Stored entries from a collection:
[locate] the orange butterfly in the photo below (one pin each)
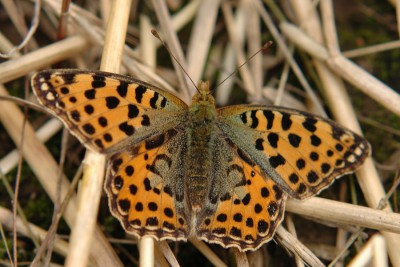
(176, 171)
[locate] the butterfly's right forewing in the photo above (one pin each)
(106, 111)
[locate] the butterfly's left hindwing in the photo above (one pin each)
(244, 206)
(106, 111)
(301, 152)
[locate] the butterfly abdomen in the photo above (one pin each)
(201, 137)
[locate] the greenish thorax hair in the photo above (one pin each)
(201, 138)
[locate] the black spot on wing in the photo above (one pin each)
(140, 91)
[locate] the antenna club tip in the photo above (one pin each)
(267, 44)
(155, 33)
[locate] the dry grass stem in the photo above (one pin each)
(344, 213)
(201, 37)
(207, 252)
(12, 69)
(284, 238)
(370, 182)
(175, 47)
(372, 49)
(10, 161)
(221, 35)
(60, 246)
(94, 163)
(373, 253)
(168, 254)
(236, 44)
(229, 61)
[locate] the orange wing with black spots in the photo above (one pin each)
(301, 152)
(145, 188)
(244, 206)
(106, 111)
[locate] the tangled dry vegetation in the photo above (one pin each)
(339, 58)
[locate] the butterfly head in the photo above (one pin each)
(204, 93)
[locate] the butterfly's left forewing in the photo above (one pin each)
(106, 111)
(301, 152)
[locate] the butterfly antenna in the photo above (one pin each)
(264, 47)
(155, 33)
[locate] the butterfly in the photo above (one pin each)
(177, 171)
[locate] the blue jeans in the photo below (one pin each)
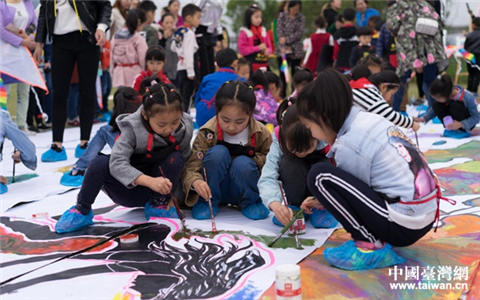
(231, 181)
(429, 74)
(103, 136)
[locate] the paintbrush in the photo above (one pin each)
(214, 227)
(295, 217)
(177, 208)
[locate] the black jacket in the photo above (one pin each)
(91, 13)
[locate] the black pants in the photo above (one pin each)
(455, 109)
(98, 177)
(66, 50)
(292, 65)
(186, 87)
(361, 211)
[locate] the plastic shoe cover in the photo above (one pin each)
(322, 218)
(73, 220)
(349, 257)
(201, 210)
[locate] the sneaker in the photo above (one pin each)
(54, 154)
(80, 150)
(348, 257)
(73, 220)
(201, 210)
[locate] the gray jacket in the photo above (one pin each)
(133, 139)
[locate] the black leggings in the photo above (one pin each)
(66, 50)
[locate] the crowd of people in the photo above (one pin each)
(331, 146)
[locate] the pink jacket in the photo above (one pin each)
(127, 57)
(245, 42)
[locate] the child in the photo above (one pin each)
(128, 50)
(381, 189)
(292, 153)
(317, 40)
(472, 45)
(155, 138)
(155, 60)
(370, 92)
(126, 101)
(345, 40)
(364, 48)
(226, 60)
(185, 46)
(243, 68)
(253, 43)
(266, 107)
(231, 148)
(24, 148)
(455, 102)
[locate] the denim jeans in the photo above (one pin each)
(231, 181)
(103, 136)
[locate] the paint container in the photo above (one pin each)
(299, 225)
(288, 283)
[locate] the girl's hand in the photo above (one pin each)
(202, 188)
(310, 203)
(161, 185)
(283, 213)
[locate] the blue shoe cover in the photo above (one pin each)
(322, 218)
(456, 134)
(256, 211)
(73, 220)
(52, 156)
(71, 180)
(160, 212)
(79, 151)
(349, 257)
(201, 210)
(3, 188)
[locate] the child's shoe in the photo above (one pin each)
(73, 178)
(456, 134)
(201, 210)
(80, 150)
(54, 154)
(73, 220)
(322, 218)
(256, 211)
(348, 257)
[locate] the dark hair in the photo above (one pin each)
(155, 52)
(360, 71)
(442, 86)
(125, 101)
(247, 17)
(302, 76)
(329, 103)
(147, 5)
(293, 135)
(349, 14)
(236, 93)
(132, 20)
(161, 97)
(189, 10)
(320, 22)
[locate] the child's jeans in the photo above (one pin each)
(98, 177)
(231, 181)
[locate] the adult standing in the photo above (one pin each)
(364, 12)
(415, 50)
(290, 28)
(18, 15)
(119, 15)
(78, 31)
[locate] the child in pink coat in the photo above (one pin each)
(128, 49)
(253, 42)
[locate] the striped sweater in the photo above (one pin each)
(367, 97)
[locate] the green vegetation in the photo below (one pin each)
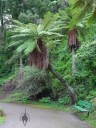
(48, 53)
(2, 118)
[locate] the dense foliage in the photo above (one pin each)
(63, 18)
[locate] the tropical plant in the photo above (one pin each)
(34, 40)
(81, 8)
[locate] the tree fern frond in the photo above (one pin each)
(31, 46)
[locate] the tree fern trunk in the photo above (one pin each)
(65, 83)
(73, 62)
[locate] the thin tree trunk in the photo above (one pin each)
(21, 63)
(68, 87)
(73, 62)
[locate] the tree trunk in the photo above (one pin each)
(21, 63)
(40, 58)
(73, 62)
(68, 87)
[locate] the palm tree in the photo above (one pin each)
(83, 7)
(33, 40)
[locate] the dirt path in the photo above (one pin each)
(39, 118)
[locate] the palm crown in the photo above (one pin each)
(26, 36)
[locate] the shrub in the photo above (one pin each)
(45, 100)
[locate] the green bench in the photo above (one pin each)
(83, 106)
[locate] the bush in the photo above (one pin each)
(65, 100)
(45, 100)
(34, 81)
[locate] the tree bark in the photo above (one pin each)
(68, 87)
(73, 62)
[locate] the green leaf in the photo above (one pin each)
(73, 1)
(30, 47)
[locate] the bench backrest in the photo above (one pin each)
(84, 104)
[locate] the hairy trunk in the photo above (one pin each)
(68, 87)
(73, 62)
(40, 58)
(21, 63)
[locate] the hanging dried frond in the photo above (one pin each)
(40, 56)
(72, 40)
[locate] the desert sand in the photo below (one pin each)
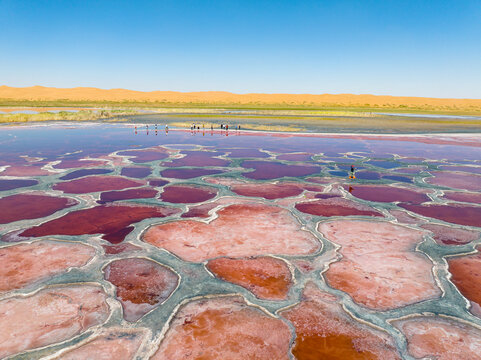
(40, 93)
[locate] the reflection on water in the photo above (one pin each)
(228, 212)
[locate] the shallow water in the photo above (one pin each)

__What you need to do__
Rewrite every line of the entries above as a numbered list, skipping any blank lines. Leave the pictures out.

__Response for this exercise__
1. [locate] the orange butterfly in the photo below (one pin each)
2. (176, 171)
3. [locate] the butterfly's right forewing in the photo above (one pin each)
4. (106, 111)
5. [locate] the butterfly's left hindwing in the photo above (one pin each)
6. (244, 206)
7. (106, 111)
8. (301, 152)
9. [locate] the butterfly abdomen in the photo above (one pin each)
10. (201, 137)
11. [locate] the greenish thorax hair in the photo above (one pin each)
12. (201, 138)
13. [locate] the black spot on wing in the photo above (one pin each)
14. (140, 91)
15. [locate] the antenna club tip in the photo above (one pin each)
16. (267, 44)
17. (155, 33)
18. [locate] the dry grass stem in the photo above (one pin each)
19. (344, 213)
20. (201, 37)
21. (207, 252)
22. (12, 69)
23. (284, 238)
24. (370, 182)
25. (175, 47)
26. (372, 49)
27. (10, 161)
28. (221, 35)
29. (60, 246)
30. (94, 163)
31. (373, 253)
32. (168, 254)
33. (236, 44)
34. (229, 61)
35. [locate] the orange wing with black spots in the photo above (one pin each)
36. (301, 152)
37. (145, 188)
38. (244, 206)
39. (106, 111)
40. [locate] the tangled dry vegetation in the photo above (one pin each)
41. (339, 58)
42. [locate] the butterfly head in the photo above (one pin each)
43. (204, 93)
44. [locate] the butterfly's left forewing in the photo above (one pin each)
45. (106, 111)
46. (301, 152)
47. [locate] the butterfly antenna in the photo above (one pin each)
48. (264, 47)
49. (155, 33)
50. [locate] the butterfly in the photo above (one pin each)
51. (177, 171)
52. [locate] the blue jeans in the photo below (one pin each)
53. (231, 181)
54. (429, 74)
55. (103, 136)
56. [locate] the paintbrush in the photo above (one pin each)
57. (214, 227)
58. (295, 217)
59. (177, 208)
60. [locate] the black jacket in the photo above (one pin each)
61. (91, 13)
62. [locate] the black pants in the photo above (one pin each)
63. (455, 109)
64. (98, 177)
65. (66, 50)
66. (292, 65)
67. (186, 87)
68. (361, 211)
69. [locate] the plastic shoe cover in the photo above (one pin each)
70. (322, 218)
71. (73, 220)
72. (349, 257)
73. (201, 210)
74. [locate] the sneaker in the photo above (one pin each)
75. (54, 154)
76. (80, 150)
77. (348, 257)
78. (73, 220)
79. (201, 210)
80. [locate] the gray jacket in the photo above (one pin each)
81. (133, 139)
82. [locate] the black leggings in the photo above (one pin each)
83. (66, 50)
84. [locate] the crowd of people in the photo above (one pin each)
85. (331, 146)
86. [locate] the pink jacket in the photo above (one pin each)
87. (127, 57)
88. (245, 42)
89. [locate] the child in the photo above (one pin each)
90. (128, 50)
91. (381, 189)
92. (292, 153)
93. (317, 40)
94. (472, 45)
95. (155, 138)
96. (155, 60)
97. (370, 92)
98. (126, 101)
99. (345, 40)
100. (364, 48)
101. (226, 60)
102. (185, 46)
103. (243, 68)
104. (253, 43)
105. (266, 107)
106. (231, 148)
107. (24, 148)
108. (455, 102)
109. [locate] the denim jeans in the photo above (one pin each)
110. (231, 181)
111. (103, 136)
112. [locate] the paint container in the photo above (one pin each)
113. (299, 225)
114. (288, 283)
115. [locate] the girl's hand in the photo above (one pin each)
116. (202, 188)
117. (310, 203)
118. (161, 185)
119. (283, 213)
120. [locate] the blue shoe cover in the photo above (one pin each)
121. (322, 218)
122. (456, 134)
123. (256, 211)
124. (73, 220)
125. (52, 156)
126. (71, 180)
127. (160, 212)
128. (79, 151)
129. (349, 257)
130. (201, 210)
131. (3, 188)
132. [locate] the child's shoe in the photo above (one pin each)
133. (73, 178)
134. (456, 134)
135. (201, 210)
136. (80, 150)
137. (54, 154)
138. (73, 220)
139. (322, 218)
140. (256, 211)
141. (348, 257)
142. [locate] the dark hair in the photo above (one pin each)
143. (155, 52)
144. (360, 71)
145. (442, 86)
146. (125, 101)
147. (247, 17)
148. (302, 76)
149. (329, 103)
150. (147, 5)
151. (293, 135)
152. (349, 14)
153. (236, 93)
154. (132, 20)
155. (161, 97)
156. (189, 10)
157. (320, 22)
158. [locate] the child's jeans in the photo above (one pin each)
159. (98, 177)
160. (231, 181)
161. [locate] the adult standing in the photo above (one pin each)
162. (364, 12)
163. (415, 50)
164. (290, 28)
165. (18, 15)
166. (119, 15)
167. (78, 31)
168. [locate] the child in pink coat in the photo above (one pin each)
169. (128, 49)
170. (253, 42)
171. [locate] the striped sweater in the photo above (one pin each)
172. (367, 97)
173. [locate] the green vegetation in the photo below (one pin each)
174. (48, 53)
175. (2, 118)
176. [locate] the dense foliage in the photo above (one pin each)
177. (63, 18)
178. [locate] the tropical plant in the photo above (one pin each)
179. (34, 40)
180. (81, 8)
181. [locate] the tree fern frond in the photo above (one pin each)
182. (31, 46)
183. [locate] the tree fern trunk in the photo above (one pin each)
184. (65, 83)
185. (73, 62)
186. [locate] the thin tree trunk in the photo above (one pin each)
187. (21, 63)
188. (68, 87)
189. (73, 62)
190. [locate] the tree trunk in the photo above (one pin each)
191. (21, 63)
192. (40, 58)
193. (73, 62)
194. (68, 87)
195. [locate] the palm tree in the photo above (one pin each)
196. (83, 7)
197. (33, 40)
198. [locate] the dirt path in the photo above (one pin each)
199. (39, 118)
200. [locate] the palm crown in the photo above (one pin each)
201. (26, 36)
202. [locate] the shrub in the photo above (one pin each)
203. (45, 100)
204. [locate] the green bench in the photo above (one pin each)
205. (83, 106)
206. [locate] the bush in the photo above (one pin each)
207. (65, 100)
208. (45, 100)
209. (34, 81)
210. [locate] the tree bark in the photo above (one pin each)
211. (68, 87)
212. (73, 62)
213. [locate] the green leaf in the photo above (one pin each)
214. (73, 1)
215. (30, 47)
216. [locate] the bench backrest in the photo above (one pin each)
217. (84, 104)
218. [locate] the hairy trunk in the photo above (one pin each)
219. (68, 87)
220. (73, 62)
221. (40, 58)
222. (21, 63)
223. [locate] the hanging dried frond in the photo above (one pin each)
224. (40, 56)
225. (72, 40)
226. [locate] the desert sand in the photo below (one pin each)
227. (40, 93)
228. [locate] the reflection on water in the photo above (one pin each)
229. (228, 212)
230. [locate] the shallow water in the photo above (one pin each)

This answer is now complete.